The Offer Rate is negatively correlated, as expected, though the correlation becomes even stronger the more academically competitive the school becomes.

Based on my experience in college counseling, I am guessing that the 'U'-shaped distribution of Yield Rate against SAT Math (or Yield Rate against any other measure of academic competitiveness) can be explained using Apps per Applicant. My hypothesis is that Applicants with higher SAT scores submit more Applications to schools, especially to more competitive schools (so-called 'reach schools') in addition to easier schools around their competitive level ('match schools') and below ('safety schools').

Higher-scoring students applying to multiple academically competitive reach schools - as well as a few match/safety schools - might end up receiving only a single offer from a reach school, which they will accept, driving up that school's yield rate. Then they will decline the offers they received from their match/safety schools, driving down their yield rates.

For lower-scoring students only aiming for less academically competitive schools with already high offer rates, this strategy of peppering reach schools with many applications might make little sense. The most academically competitive schools are truly beyond any realistic reach and not worth applying, and any realistic schools in their academic range already have high enough offer rates to make it unnecessary to apply to more than a handful to ensure an enrollment somewhere. Since they've applied to less schools, they'll receive fewer offers, and have to turn down fewer schools.

● **Provided records**
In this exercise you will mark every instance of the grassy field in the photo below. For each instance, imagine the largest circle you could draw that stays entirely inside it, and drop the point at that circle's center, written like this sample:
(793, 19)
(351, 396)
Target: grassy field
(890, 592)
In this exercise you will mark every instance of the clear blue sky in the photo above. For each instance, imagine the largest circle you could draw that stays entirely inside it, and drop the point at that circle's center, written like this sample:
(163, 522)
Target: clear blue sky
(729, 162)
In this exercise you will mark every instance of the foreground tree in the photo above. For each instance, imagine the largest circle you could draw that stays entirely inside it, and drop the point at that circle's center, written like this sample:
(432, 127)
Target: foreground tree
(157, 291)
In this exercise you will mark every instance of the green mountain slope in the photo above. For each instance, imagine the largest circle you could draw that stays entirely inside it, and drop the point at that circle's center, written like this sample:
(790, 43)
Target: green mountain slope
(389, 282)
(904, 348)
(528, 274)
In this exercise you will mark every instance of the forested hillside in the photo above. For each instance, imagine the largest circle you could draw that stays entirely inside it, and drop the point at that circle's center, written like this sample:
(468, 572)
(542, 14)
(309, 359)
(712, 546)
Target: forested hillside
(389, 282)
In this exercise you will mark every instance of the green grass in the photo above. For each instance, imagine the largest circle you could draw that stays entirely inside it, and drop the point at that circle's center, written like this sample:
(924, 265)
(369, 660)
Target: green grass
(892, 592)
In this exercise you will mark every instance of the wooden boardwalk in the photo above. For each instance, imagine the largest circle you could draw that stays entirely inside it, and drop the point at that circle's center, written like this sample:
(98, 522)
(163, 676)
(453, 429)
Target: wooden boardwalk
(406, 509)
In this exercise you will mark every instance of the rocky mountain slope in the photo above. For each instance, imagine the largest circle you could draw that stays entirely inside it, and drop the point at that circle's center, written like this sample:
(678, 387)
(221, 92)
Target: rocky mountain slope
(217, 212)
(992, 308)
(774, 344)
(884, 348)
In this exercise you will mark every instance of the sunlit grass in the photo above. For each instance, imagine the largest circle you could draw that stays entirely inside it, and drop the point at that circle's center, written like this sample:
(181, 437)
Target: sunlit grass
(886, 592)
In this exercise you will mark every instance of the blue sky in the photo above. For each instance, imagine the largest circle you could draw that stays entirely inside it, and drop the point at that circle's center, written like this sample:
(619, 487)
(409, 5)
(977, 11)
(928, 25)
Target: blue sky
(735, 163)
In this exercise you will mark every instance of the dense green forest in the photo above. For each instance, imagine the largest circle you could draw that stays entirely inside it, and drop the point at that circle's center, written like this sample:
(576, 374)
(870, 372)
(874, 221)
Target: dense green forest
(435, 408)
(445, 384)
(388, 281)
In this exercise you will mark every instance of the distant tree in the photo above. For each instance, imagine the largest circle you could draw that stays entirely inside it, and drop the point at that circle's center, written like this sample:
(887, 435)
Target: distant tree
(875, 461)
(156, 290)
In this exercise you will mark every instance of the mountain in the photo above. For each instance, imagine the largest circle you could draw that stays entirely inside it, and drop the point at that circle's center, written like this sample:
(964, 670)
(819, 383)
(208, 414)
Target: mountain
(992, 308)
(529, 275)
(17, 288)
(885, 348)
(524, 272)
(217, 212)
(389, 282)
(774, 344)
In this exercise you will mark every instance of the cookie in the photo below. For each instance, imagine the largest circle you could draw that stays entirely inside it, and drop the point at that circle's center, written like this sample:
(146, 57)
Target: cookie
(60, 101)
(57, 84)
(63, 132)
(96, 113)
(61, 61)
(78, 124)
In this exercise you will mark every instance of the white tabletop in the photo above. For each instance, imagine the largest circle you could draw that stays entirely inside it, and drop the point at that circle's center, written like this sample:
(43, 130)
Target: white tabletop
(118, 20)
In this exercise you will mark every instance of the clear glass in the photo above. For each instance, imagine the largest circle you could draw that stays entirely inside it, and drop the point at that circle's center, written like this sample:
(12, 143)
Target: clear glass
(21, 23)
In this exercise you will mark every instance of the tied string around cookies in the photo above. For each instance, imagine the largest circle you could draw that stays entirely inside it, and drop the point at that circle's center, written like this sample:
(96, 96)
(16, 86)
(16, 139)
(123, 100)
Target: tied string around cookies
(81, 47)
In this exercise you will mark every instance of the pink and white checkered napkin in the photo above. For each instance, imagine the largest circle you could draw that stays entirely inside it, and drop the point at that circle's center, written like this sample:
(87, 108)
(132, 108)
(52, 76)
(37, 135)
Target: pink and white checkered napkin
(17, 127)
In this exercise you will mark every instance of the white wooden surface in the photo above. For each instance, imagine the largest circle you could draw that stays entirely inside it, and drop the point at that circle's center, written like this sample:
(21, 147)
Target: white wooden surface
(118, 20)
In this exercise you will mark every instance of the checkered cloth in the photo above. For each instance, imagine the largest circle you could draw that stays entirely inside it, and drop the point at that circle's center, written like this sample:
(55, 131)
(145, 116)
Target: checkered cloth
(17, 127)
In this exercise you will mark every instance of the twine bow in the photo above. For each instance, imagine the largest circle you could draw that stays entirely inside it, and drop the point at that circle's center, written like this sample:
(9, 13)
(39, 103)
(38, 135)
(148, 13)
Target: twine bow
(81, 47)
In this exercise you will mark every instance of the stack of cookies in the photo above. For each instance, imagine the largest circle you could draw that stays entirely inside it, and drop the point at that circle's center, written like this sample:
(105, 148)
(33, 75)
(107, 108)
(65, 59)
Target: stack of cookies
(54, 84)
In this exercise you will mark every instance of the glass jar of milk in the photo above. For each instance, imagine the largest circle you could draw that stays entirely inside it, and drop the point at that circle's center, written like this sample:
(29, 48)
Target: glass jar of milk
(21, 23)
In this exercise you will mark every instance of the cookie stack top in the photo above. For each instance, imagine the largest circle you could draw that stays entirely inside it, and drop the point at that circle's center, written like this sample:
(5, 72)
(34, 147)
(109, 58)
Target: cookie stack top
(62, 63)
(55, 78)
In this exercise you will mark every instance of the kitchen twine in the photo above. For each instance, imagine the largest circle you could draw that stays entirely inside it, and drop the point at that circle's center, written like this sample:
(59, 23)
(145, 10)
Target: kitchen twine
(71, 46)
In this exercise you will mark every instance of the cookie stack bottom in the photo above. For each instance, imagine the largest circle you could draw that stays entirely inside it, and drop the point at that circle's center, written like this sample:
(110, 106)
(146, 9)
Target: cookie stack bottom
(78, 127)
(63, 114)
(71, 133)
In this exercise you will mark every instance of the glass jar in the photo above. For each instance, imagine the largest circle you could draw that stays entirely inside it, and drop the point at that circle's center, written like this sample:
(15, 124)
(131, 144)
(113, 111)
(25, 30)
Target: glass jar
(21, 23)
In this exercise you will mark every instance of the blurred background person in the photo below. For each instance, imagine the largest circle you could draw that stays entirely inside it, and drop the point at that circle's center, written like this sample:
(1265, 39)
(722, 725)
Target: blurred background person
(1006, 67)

---

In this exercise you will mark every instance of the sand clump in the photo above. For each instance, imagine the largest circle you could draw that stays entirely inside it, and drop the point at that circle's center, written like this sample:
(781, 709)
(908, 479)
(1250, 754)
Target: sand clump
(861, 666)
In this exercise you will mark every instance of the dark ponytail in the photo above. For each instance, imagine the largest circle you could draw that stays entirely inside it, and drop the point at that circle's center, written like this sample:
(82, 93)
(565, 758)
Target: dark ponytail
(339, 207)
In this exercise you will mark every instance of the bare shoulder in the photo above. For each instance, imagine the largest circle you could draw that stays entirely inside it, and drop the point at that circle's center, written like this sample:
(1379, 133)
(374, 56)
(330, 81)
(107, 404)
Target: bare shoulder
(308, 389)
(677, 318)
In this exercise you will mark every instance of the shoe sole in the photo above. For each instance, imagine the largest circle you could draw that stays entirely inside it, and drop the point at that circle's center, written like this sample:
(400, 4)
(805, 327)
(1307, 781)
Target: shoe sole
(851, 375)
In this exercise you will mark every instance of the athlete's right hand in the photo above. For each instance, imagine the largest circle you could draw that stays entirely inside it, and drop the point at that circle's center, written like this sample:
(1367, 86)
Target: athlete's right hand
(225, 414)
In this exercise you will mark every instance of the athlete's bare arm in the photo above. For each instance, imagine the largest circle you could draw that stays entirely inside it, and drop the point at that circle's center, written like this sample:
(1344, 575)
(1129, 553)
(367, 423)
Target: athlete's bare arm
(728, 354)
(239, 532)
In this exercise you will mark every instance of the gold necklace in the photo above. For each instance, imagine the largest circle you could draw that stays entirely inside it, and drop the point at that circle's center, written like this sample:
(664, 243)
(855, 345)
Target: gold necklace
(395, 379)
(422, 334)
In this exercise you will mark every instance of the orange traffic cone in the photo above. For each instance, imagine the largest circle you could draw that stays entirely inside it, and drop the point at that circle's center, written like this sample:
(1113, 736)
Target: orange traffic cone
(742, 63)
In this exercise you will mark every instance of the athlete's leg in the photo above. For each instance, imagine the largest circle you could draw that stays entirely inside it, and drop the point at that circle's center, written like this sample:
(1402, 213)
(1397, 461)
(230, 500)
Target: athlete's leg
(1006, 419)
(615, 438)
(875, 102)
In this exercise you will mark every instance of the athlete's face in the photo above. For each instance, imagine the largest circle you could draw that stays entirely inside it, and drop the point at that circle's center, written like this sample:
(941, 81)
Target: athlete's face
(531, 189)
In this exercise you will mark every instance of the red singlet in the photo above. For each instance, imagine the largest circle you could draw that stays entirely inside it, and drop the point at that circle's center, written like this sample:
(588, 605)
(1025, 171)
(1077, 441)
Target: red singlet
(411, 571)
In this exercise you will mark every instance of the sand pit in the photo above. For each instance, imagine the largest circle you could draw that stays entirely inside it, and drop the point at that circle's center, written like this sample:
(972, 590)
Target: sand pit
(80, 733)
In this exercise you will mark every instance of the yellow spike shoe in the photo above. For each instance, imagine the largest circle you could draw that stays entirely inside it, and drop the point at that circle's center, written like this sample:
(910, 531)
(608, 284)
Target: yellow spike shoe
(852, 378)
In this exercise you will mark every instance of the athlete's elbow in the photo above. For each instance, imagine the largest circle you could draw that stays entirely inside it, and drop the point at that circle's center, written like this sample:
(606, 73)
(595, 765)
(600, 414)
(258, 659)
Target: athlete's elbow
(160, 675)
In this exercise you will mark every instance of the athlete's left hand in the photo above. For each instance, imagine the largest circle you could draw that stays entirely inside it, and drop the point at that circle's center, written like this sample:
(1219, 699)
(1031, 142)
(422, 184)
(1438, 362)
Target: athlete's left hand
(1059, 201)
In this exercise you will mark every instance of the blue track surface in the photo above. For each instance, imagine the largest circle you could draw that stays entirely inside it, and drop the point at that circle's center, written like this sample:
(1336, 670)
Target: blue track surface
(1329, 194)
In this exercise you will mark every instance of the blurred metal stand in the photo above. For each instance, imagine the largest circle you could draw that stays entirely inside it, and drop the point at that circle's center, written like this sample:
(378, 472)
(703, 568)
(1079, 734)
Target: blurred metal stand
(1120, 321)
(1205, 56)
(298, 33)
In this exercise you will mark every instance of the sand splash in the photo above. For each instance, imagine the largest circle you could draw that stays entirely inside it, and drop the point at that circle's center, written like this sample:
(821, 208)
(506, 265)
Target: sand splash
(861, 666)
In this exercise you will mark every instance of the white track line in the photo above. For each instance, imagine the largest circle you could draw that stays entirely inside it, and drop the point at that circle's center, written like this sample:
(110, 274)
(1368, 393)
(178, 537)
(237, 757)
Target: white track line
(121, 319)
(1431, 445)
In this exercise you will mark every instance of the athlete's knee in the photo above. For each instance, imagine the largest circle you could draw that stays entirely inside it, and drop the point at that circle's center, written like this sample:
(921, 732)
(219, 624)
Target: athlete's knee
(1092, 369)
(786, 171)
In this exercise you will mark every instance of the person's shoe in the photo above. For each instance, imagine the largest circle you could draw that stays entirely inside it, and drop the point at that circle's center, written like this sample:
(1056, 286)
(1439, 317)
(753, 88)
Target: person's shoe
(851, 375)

--

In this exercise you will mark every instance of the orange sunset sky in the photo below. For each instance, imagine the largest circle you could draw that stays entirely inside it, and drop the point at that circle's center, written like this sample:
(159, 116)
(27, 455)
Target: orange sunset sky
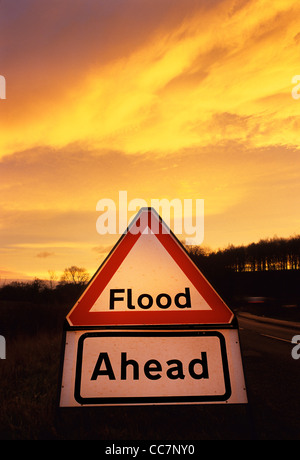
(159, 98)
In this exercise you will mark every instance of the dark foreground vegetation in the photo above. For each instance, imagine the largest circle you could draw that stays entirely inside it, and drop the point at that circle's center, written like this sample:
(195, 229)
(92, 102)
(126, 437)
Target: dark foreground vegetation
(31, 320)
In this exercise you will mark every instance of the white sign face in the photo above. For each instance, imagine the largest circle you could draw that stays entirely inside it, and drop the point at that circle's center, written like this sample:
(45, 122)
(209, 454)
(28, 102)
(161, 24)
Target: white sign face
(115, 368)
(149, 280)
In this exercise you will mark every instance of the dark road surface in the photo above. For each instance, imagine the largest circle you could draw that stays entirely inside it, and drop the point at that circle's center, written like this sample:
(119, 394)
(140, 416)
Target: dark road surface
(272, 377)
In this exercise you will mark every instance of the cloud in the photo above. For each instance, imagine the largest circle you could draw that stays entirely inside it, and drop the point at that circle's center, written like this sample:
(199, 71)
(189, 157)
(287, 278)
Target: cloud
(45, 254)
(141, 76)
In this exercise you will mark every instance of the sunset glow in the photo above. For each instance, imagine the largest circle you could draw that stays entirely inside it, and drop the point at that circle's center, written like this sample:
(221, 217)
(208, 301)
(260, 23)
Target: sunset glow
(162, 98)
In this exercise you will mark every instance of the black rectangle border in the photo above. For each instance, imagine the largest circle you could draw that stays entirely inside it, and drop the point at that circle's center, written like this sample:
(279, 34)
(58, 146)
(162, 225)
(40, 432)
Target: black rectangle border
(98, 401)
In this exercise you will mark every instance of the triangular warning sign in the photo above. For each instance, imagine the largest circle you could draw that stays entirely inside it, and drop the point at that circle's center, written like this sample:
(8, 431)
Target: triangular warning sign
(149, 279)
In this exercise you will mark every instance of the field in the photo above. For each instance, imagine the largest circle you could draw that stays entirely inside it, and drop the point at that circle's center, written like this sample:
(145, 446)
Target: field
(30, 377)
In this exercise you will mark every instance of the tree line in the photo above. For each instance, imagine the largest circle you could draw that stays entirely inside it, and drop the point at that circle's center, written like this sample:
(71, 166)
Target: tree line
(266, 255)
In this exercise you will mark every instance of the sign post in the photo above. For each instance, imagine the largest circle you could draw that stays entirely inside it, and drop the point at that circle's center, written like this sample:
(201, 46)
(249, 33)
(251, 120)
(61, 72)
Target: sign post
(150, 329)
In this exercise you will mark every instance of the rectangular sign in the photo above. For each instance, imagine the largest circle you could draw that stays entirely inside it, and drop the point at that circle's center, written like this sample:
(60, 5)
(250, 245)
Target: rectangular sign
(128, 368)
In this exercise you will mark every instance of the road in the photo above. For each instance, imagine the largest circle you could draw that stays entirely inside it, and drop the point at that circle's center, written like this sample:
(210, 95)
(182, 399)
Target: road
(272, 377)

● **To do**
[A] In the text on college yield rates, what shape does the distribution of Yield Rate against SAT Math have?
[B] List the categories of schools, by their quoted names, that the text on college yield rates says applicants apply to.

● **Outputs by task**
[A] 'U'-shaped

[B] reach schools, match schools, safety schools